— BEGIN ENTRIES SUPPLIED —

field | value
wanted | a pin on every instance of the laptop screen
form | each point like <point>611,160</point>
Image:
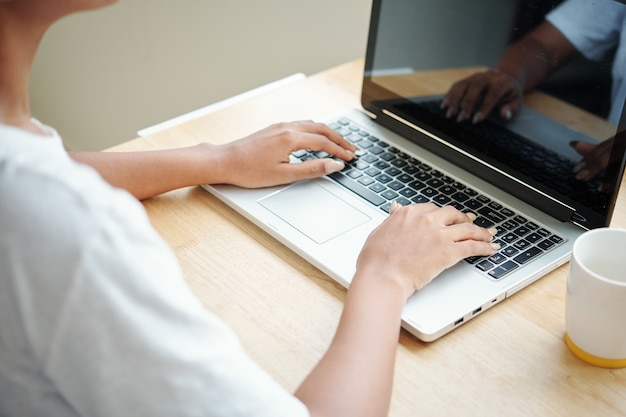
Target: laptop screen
<point>422,52</point>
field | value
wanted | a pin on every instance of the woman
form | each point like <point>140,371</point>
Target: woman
<point>95,317</point>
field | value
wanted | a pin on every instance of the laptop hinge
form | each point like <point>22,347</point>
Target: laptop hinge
<point>471,163</point>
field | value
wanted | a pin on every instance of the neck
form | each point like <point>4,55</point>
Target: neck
<point>19,40</point>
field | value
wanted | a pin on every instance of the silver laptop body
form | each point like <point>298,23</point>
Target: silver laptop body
<point>327,223</point>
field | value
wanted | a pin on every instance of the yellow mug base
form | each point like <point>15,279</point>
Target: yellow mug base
<point>592,359</point>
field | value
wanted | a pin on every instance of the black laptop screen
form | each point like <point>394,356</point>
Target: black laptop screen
<point>422,52</point>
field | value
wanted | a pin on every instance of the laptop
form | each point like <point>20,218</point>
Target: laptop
<point>410,153</point>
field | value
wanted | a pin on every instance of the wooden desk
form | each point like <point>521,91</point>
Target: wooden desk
<point>510,361</point>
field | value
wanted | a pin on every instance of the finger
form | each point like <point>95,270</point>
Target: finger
<point>470,231</point>
<point>450,216</point>
<point>319,142</point>
<point>310,169</point>
<point>470,101</point>
<point>327,132</point>
<point>470,247</point>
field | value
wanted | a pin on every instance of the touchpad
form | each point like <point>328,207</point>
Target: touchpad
<point>314,211</point>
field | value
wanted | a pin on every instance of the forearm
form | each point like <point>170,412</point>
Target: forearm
<point>146,174</point>
<point>354,378</point>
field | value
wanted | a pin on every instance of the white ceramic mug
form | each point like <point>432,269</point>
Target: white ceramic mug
<point>595,313</point>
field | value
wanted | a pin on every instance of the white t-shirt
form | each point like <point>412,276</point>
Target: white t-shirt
<point>95,317</point>
<point>594,27</point>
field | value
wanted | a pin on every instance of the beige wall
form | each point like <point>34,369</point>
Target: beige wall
<point>101,76</point>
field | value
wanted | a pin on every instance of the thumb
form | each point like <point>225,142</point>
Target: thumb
<point>315,168</point>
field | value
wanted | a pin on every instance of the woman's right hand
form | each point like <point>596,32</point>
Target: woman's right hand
<point>476,96</point>
<point>417,242</point>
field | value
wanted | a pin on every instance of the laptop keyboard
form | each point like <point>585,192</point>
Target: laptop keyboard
<point>382,174</point>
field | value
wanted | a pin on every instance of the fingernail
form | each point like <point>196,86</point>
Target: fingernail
<point>582,175</point>
<point>578,167</point>
<point>334,166</point>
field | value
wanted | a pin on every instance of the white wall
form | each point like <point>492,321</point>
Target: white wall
<point>101,76</point>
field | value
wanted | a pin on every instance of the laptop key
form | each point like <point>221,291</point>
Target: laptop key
<point>503,269</point>
<point>353,186</point>
<point>527,255</point>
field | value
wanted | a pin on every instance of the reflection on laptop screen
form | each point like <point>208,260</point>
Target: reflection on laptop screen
<point>424,47</point>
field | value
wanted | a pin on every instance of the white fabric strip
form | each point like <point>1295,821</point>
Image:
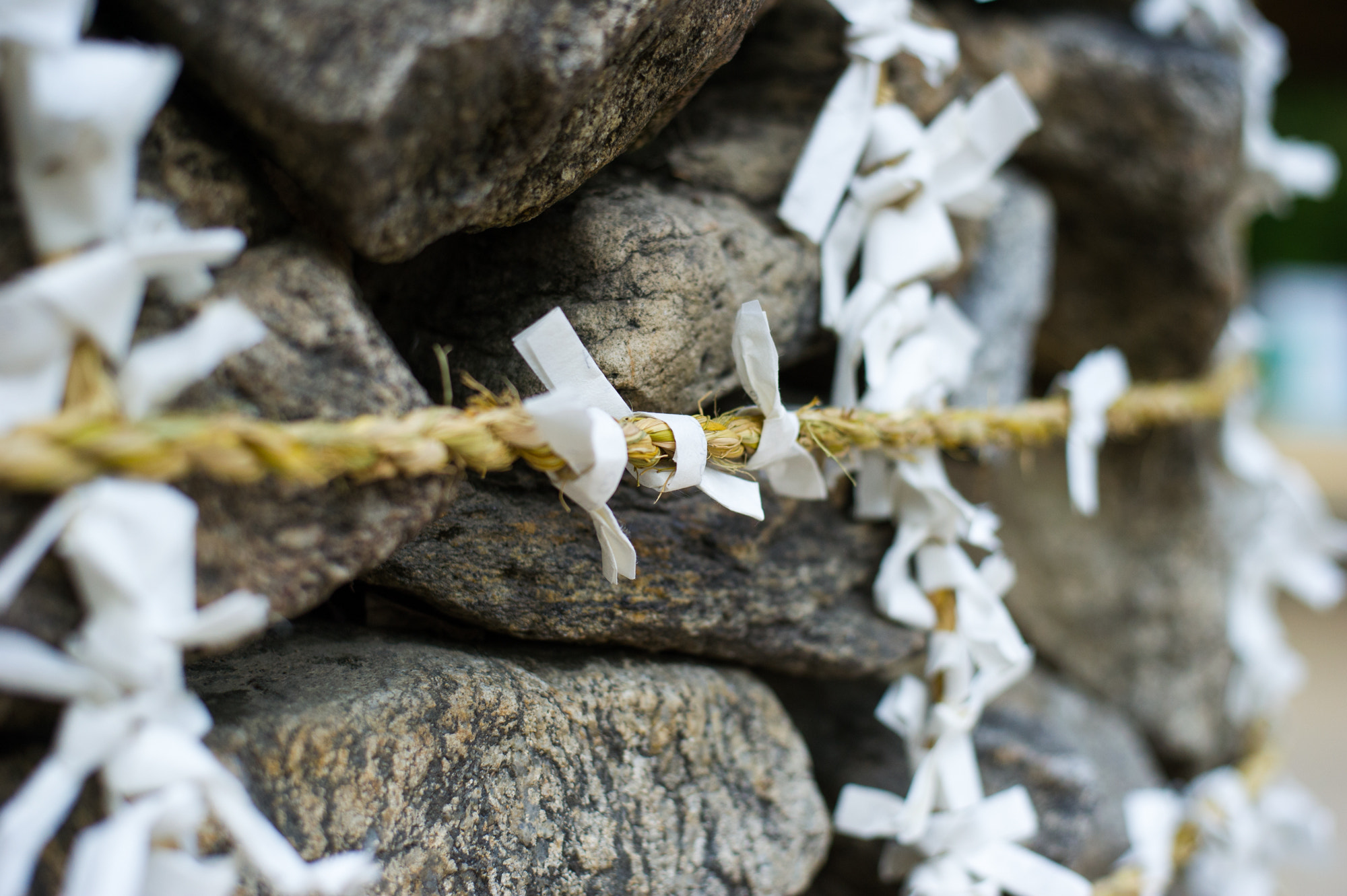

— END ENTRIES SUPPLIED —

• **WHAT THE TASK ASKS**
Report how many lines of the material contain the word "base", treating uppercase and lowercase as different, and give only the number.

• **FINAL ANSWER**
2